[Dataset excerpts]
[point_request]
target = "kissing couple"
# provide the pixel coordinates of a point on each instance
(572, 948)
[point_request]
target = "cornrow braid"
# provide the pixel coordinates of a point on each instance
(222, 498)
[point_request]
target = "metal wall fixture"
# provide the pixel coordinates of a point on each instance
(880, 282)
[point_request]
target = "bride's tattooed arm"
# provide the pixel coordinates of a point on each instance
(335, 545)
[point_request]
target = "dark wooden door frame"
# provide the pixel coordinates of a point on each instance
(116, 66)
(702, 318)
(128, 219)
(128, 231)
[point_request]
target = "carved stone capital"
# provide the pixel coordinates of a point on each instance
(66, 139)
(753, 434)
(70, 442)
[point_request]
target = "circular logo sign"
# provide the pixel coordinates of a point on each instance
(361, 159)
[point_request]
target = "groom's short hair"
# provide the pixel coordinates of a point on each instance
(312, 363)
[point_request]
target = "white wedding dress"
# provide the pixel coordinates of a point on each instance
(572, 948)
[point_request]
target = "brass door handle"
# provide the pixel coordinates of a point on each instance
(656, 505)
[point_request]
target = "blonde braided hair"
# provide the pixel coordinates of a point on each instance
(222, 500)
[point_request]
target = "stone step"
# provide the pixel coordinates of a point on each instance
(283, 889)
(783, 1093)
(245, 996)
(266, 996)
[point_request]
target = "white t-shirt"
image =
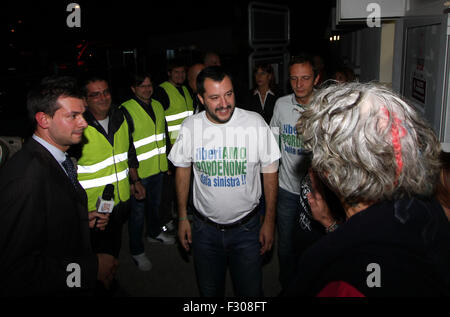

* [Requirement] Leave out the pictures and retype every line above exactly.

* [Problem solution]
[point_request]
target = "kissing couple"
# provide the pixel coordinates of a point on each instance
(572, 948)
[point_request]
target = "cornrow braid"
# provide the pixel coordinates of a point on each instance
(222, 498)
[point_request]
target = "metal wall fixture"
# provide the pixel coordinates of a point on each instance
(880, 282)
[point_request]
target = "bride's tattooed arm"
# provide the pixel coordinates of a point on each instance
(335, 545)
[point_request]
target = "dark wooden door frame"
# provide the pixel coordinates of a point on each instance
(116, 66)
(702, 318)
(128, 219)
(128, 231)
[point_request]
target = "carved stone capital"
# provide the pixel coordinates of a point on each instance
(66, 139)
(753, 434)
(70, 442)
[point_request]
target = "circular logo sign"
# provide the pixel coordinates of a point on each instance
(361, 159)
[point_request]
target = "groom's short hair"
# provide the pixel coordinates of a point on each instance
(312, 363)
[point_request]
target = "white wedding dress"
# provide the pixel coordinates of a point on each instance
(572, 948)
[point_request]
target = "brass door handle"
# provide the pixel coordinates of a point on each instance
(656, 505)
[point_request]
target = "blonde braided hair"
# provide the pixel coordinates of a point on each instance
(222, 500)
[point_request]
target = "stone step"
# provide the pixel coordinates of a point on each instance
(283, 889)
(783, 1093)
(245, 996)
(266, 996)
[point_request]
target = "white t-shirt"
image =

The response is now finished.